----- Input material -----

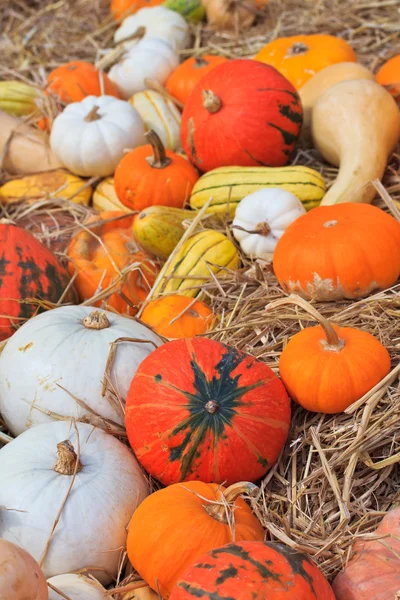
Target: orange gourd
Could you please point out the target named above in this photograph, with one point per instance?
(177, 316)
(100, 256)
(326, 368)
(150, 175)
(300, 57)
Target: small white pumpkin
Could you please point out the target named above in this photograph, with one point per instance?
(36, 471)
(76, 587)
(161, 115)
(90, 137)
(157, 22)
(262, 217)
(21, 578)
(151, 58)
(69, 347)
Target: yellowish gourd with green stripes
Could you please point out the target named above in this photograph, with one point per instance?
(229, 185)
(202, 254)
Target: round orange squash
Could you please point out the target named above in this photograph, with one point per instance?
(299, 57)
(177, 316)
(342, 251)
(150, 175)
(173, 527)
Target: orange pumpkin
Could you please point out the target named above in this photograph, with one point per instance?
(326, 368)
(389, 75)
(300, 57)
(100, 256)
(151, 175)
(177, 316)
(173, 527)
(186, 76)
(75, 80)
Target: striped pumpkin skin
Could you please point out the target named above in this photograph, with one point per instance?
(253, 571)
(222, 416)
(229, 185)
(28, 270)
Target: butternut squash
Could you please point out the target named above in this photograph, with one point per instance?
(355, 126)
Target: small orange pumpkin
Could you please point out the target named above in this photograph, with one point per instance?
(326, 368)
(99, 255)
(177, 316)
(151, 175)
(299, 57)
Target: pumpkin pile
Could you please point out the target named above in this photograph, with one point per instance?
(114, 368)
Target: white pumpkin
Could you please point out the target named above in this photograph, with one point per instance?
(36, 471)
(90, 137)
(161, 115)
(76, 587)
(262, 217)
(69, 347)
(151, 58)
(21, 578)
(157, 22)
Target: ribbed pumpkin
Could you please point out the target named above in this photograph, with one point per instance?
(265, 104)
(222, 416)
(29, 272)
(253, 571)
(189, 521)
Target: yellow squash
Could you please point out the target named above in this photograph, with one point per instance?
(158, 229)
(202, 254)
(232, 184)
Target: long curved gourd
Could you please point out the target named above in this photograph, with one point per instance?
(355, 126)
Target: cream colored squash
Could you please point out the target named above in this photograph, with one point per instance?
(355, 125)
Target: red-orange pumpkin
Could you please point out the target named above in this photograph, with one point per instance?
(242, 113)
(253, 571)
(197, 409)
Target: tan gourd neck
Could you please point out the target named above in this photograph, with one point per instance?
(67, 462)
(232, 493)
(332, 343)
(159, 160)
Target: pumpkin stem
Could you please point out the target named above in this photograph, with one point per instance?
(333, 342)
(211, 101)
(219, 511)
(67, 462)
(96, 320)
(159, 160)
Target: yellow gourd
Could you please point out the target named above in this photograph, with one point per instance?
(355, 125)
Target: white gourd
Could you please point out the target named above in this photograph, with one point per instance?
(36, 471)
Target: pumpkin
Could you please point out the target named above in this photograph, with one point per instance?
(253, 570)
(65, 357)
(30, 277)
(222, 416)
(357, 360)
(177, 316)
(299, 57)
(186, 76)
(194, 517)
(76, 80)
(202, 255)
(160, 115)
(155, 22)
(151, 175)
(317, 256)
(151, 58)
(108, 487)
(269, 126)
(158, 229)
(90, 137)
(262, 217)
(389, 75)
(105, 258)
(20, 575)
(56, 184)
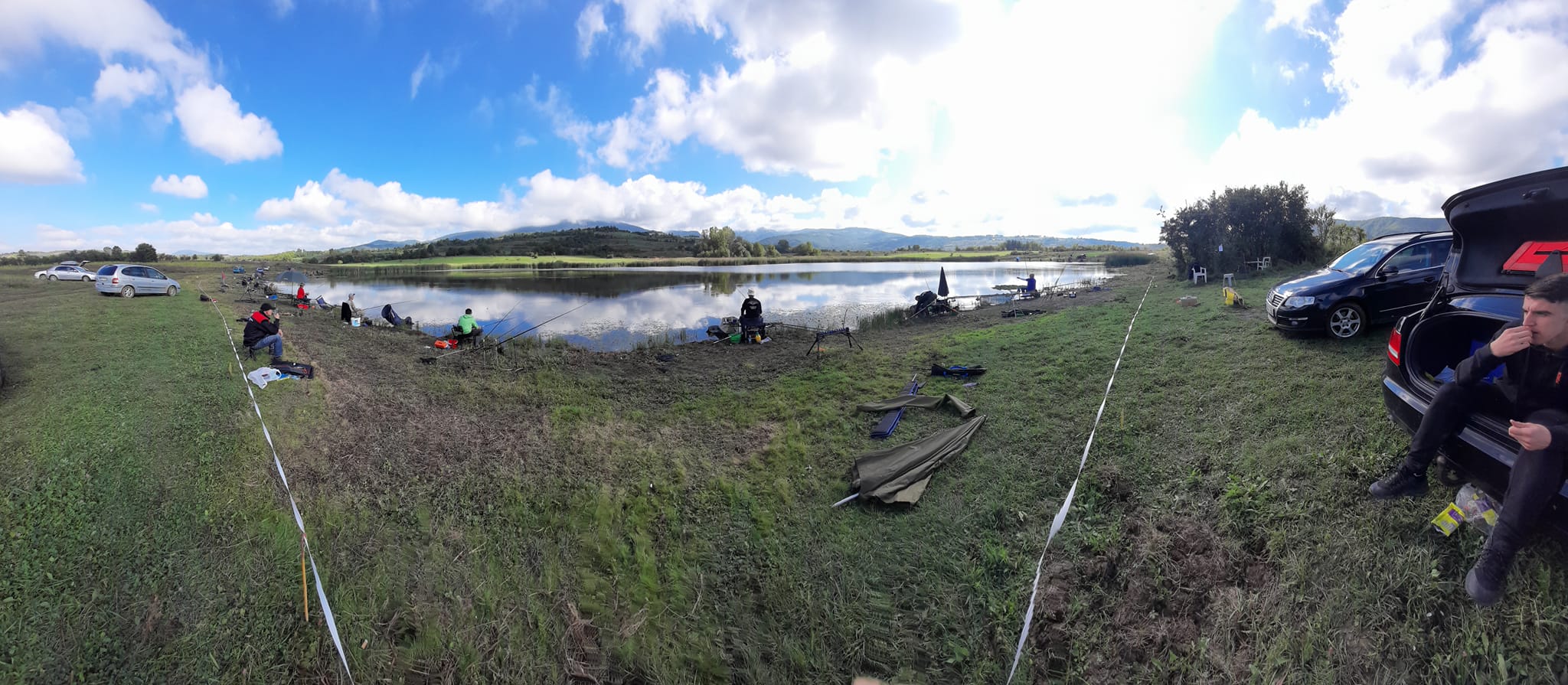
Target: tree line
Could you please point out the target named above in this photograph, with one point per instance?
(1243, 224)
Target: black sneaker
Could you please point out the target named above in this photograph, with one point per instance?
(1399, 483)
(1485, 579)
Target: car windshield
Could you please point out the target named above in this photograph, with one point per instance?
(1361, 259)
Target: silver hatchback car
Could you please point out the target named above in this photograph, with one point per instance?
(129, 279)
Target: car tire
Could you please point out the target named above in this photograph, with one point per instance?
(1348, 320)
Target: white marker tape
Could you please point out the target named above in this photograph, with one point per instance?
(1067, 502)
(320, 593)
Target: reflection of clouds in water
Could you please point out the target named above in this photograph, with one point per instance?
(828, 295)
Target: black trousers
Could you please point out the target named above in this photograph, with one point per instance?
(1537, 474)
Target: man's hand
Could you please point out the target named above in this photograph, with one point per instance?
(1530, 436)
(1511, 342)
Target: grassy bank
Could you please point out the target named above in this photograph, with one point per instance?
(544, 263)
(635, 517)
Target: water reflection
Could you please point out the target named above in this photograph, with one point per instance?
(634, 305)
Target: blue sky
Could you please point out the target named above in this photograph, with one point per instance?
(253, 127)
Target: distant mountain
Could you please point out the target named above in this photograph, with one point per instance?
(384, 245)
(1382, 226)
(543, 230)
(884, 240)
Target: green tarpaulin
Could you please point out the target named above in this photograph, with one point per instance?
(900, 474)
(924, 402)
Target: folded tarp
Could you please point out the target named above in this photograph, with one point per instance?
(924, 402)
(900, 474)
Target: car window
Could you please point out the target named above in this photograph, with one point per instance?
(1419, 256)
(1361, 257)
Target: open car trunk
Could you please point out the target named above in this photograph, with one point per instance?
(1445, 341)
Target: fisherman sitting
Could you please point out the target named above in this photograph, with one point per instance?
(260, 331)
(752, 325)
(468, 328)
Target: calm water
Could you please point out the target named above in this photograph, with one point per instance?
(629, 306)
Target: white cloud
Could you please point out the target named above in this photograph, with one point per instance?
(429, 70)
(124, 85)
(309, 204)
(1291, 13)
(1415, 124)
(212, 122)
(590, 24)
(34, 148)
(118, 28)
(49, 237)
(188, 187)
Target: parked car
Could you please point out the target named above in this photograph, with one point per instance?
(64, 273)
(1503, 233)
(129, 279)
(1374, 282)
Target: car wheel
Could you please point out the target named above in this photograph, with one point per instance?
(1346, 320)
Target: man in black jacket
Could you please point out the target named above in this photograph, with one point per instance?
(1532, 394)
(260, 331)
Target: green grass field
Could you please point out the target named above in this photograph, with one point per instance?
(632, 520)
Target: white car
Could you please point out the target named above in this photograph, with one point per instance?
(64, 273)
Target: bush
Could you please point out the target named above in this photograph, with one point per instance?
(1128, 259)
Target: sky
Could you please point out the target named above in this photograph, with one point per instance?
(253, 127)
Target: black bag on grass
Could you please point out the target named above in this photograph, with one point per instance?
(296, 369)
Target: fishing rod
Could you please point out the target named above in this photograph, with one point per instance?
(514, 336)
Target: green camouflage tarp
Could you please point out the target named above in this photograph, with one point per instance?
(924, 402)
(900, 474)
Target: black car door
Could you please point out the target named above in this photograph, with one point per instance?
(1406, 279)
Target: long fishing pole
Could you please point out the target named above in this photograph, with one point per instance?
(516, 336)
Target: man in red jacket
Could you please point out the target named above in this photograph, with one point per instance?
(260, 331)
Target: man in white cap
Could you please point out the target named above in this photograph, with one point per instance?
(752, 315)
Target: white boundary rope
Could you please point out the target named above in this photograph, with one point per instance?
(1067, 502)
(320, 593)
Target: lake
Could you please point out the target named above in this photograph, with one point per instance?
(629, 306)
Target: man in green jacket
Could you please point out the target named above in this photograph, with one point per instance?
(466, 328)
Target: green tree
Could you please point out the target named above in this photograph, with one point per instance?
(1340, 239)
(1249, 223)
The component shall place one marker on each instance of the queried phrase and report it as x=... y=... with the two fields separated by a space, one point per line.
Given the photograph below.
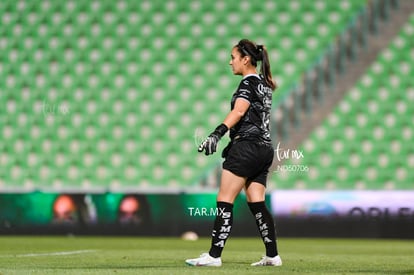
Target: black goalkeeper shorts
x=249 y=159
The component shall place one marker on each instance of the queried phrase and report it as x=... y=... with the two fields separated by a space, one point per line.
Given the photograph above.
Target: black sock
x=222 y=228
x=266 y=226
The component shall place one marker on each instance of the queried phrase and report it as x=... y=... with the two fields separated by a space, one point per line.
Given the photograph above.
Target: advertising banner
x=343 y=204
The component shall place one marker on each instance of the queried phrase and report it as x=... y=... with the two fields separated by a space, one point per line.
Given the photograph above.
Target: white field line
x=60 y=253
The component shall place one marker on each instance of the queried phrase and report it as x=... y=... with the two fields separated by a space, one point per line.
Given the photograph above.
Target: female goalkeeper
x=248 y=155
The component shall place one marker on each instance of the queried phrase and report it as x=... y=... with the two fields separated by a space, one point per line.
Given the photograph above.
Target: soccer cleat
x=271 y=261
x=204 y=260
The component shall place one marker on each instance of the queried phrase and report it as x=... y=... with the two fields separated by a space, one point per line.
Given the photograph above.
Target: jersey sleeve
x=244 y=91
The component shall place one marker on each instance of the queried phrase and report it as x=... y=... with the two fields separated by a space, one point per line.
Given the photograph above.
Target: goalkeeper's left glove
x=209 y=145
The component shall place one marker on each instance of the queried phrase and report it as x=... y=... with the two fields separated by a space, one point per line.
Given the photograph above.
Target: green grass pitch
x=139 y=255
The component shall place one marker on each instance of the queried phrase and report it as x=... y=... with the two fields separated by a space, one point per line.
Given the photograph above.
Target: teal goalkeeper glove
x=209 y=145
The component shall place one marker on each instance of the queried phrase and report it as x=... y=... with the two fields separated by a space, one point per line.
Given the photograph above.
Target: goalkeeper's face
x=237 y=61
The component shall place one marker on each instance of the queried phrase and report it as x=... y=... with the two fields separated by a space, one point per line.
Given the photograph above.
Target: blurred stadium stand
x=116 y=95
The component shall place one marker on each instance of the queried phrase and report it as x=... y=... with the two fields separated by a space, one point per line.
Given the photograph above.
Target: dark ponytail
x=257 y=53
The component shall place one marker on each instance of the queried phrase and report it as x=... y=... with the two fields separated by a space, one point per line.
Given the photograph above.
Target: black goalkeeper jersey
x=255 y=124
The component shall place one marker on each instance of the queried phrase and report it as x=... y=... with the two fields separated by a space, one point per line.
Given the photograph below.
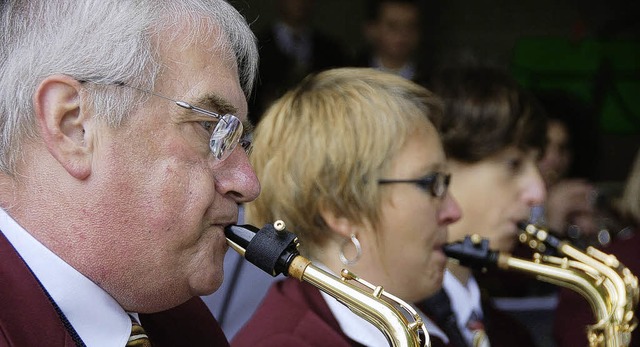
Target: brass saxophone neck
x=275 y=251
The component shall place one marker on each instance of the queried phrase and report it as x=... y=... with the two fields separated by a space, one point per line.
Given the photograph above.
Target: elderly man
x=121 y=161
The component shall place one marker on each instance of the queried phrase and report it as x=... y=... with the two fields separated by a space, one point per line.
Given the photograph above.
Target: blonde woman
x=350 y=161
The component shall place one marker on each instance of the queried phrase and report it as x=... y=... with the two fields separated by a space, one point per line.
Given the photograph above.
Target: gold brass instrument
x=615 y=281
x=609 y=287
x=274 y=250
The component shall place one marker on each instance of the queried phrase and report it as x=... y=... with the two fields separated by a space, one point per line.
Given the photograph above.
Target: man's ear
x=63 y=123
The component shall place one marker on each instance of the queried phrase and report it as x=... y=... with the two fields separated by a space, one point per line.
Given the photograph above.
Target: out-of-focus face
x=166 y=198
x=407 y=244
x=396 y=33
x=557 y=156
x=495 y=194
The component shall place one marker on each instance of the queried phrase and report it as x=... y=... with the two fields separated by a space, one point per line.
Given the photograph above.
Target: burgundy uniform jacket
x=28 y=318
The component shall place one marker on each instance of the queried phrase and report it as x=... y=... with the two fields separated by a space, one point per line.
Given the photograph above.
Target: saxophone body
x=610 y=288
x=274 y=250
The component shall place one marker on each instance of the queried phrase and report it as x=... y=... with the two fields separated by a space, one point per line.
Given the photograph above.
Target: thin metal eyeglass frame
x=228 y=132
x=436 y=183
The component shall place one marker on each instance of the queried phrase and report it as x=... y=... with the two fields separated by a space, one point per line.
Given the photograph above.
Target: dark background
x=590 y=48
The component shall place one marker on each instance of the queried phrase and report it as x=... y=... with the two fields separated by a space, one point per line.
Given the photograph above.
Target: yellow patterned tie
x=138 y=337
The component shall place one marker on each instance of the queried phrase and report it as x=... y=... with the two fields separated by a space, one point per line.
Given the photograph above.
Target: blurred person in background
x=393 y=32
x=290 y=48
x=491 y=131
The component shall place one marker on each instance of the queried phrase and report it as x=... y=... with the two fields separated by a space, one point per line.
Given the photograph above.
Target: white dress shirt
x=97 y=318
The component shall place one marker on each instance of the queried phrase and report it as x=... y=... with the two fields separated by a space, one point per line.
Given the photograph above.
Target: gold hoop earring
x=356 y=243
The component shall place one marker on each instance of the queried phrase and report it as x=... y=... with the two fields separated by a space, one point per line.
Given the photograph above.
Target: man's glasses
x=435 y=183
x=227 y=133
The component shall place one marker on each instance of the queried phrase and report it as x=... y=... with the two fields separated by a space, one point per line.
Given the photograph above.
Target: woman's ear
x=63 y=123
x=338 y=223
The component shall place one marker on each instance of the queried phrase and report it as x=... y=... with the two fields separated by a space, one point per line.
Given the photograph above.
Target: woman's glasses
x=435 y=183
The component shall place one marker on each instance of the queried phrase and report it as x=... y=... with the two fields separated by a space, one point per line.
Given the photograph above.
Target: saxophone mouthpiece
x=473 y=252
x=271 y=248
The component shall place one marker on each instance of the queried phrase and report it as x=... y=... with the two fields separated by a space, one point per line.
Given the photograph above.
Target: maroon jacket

-----

→ Task goal:
Please copy out the stretch of the records from the line containing "Target: lake" through the line containing "x=249 y=159", keeping every line exactly as it appears but leaving out the pictures.

→ The output:
Target: lake
Could you please point out the target named above in this photograph, with one point per instance?
(629, 306)
Target: man in green jacket
Could you please point out the target named above in this photograph, with one point per instance?
(466, 328)
Target: green tree
Could you please point out the target named above in this photograph, with one point per instance?
(1340, 239)
(1249, 223)
The component shall place one marker on each instance of the queried phrase and report it as x=... y=... with the two fields separated by a space, one point per line.
Given the photograph below.
Target: black goalkeeper shorts
x=249 y=159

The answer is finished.